- **SET PROBLEM 1**: In the Madeira diving account, which two dives are compulsory on the Advanced Open Water course?
- **SET PROBLEM 2**:
Decide whether each statement agrees with the Madeira diving account, answering yes or no and quoting the deciding words:
(a) The writer chose Madeira Divepoint partly because it was in Funchal.
(b) Completing the course makes you an Advanced Diver.
(c) The first elective dive scheduled was the Night Dive.
- **SET PROBLEM 3**: Resume the Madeira diving account from its last sentence.

Diving - The adventure continues!

Advanced Open Water Course - Madeira, 21st – 23rd August 2011

After completing my Open Water course, I’d done a couple of other courses in the UK and had a few ‘free dives’ at Wrasbury Dive Centre, but I was keen to do the PADI Advanced Open Water (AOW) course either on or before my next holiday.

Time came and went as it always does, but with a summer holiday in Madeira planned I decided that I’d combine it with completing my AOW.

The AOW course is fairly free form compared with Open Water as the intention is really to extend your diving experience. You are not an Advanced Diver after the course, you have just Advanced beyond Open Water and that’s how PADI position it despite the confusion it seems to cause in some.

There are two compulsory dives, a Navigation Dive and a ‘Deep’ dive to between 18 and 30M. After that you select 3 dives from a selection to complete the 5 that make up the AOW course and allow you to dive down to 30M with any dive centre that recognises the PADI certification (pretty much all of them).

I sounded out a couple of dive centres in Madeira, but went with the biggest (and closest, being in Funchal) Madeira Divepoint. To be fair, they’re hardly comparable size-wise to the Red Sea College I’d done my Open Water with, but through emails and recommendations it seemed they were a good outfit to dive with.

On my first day, I turned up and had a chat with Konstanze who seems to run the office and arranged to start my dives the following days.

I had wanted to do Peak Performance Buoyancy, Wreck and a Night Dive as my 3 electives, but it looked like a Night Dive might be hard to organise. It was agreed I’d start the next day with my PPB dive.

Day 1 – Peak Performance Buoyancy and Deep Dives

I turned up bright and early, passing through the opulent (if a little soul-less) Carlton Pestana hotel and descended the two lifts to the Atlantic Pool area, where Divepoint Madeira’s office is.

On arrival, I was introduced to Jennie Milsom who was going to take me out for my PPB dive.

- **GIVEN DATA**:

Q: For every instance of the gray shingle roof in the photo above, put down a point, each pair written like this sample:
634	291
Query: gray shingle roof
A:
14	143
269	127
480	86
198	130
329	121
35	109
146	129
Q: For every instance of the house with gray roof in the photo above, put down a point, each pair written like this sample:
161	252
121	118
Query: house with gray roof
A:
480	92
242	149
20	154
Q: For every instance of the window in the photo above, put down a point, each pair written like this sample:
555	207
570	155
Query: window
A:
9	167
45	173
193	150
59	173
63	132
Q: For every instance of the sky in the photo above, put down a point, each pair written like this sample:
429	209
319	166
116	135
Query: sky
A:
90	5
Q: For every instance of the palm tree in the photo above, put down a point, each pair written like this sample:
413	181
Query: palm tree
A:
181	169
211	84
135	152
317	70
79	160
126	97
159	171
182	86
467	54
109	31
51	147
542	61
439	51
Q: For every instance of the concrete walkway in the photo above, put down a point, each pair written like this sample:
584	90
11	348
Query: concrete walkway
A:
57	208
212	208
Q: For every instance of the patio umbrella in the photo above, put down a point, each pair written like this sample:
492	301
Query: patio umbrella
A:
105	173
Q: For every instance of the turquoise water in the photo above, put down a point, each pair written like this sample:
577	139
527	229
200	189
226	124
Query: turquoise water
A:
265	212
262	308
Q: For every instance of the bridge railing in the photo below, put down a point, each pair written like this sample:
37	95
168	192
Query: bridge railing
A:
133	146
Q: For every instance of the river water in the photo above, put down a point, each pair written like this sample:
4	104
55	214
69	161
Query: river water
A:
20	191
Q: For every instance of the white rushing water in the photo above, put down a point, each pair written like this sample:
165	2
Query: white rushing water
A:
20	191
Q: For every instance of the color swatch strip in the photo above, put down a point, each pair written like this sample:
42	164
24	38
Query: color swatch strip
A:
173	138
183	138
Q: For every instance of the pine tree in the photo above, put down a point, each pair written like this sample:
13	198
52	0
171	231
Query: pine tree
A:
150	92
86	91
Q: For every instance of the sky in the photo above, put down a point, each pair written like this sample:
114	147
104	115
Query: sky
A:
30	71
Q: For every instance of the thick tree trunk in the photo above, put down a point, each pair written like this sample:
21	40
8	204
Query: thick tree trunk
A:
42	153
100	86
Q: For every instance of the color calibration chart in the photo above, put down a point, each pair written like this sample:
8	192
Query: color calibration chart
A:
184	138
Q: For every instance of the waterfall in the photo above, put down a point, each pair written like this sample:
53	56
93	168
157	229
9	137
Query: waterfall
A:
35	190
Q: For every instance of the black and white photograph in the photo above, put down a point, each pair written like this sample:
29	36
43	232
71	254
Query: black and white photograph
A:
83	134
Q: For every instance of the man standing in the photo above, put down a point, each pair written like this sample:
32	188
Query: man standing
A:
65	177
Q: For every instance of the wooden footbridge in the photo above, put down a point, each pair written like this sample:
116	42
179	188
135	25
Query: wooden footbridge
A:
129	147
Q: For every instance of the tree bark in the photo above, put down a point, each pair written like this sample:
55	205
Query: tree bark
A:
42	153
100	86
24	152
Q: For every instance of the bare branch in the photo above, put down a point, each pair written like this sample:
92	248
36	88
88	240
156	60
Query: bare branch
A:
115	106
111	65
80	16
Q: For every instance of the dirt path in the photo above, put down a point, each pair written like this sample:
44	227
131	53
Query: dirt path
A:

- **TASK RESULT 1**: A Navigation Dive and a "Deep" dive to between 18 and 30M.

- **TASK RESULT 2**:
(a) Yes: "went with the biggest (and closest, being in Funchal) Madeira Divepoint"
(b) No: "You are not an Advanced Diver after the course"
(c) No: "It was agreed I’d start the next day with my PPB dive."

- **TASK RESULT 3**:
Jennie and a fish
Jennie shows off her buoyancy whilst looking at a fish

We soon kitted up and the two of us set off for the sea which is reached via a pier and a ladder down to a small platform from which you giant stride into the sea.

The PPB dive was to take place on the Carlton housereef and seemed to be going ok, although I was struggling a little in mastering my buoyancy over that last couple of feet from the sea floor with just lung power alone. It also became clear that I was using air pretty quickly and we weren’t able to complete all the exercises Jennie intended to although we’d covered the basics.

Bluefin Damselfish
Bluefin Damselfish

The reef was pretty good with a mostly rocky bed and plenty of Atlantic sealife to see (Jennie had commented that a Seal was in the area the previous few days, but sadly we didn’t see it). We only got down to a maximum of 11m, but I was down to 50 bar within 30 minutes and so the dive had to end there.

African White Bream
Bream are very common here

Turkish Wrasse
Turkish Wrasse are some of the more colourful fish in Madeiran waters

After some discussion it was suggested I do my deep dive after lunch, but take a 15L tank.

This required a boat trip (and a little less weight on my belt) and we dropped down a chain to 29.6M, almost the magic 30. Everything was going fine, with a group of other divers and Jennie acting as my buddy on the dive. This turned out to be just as well.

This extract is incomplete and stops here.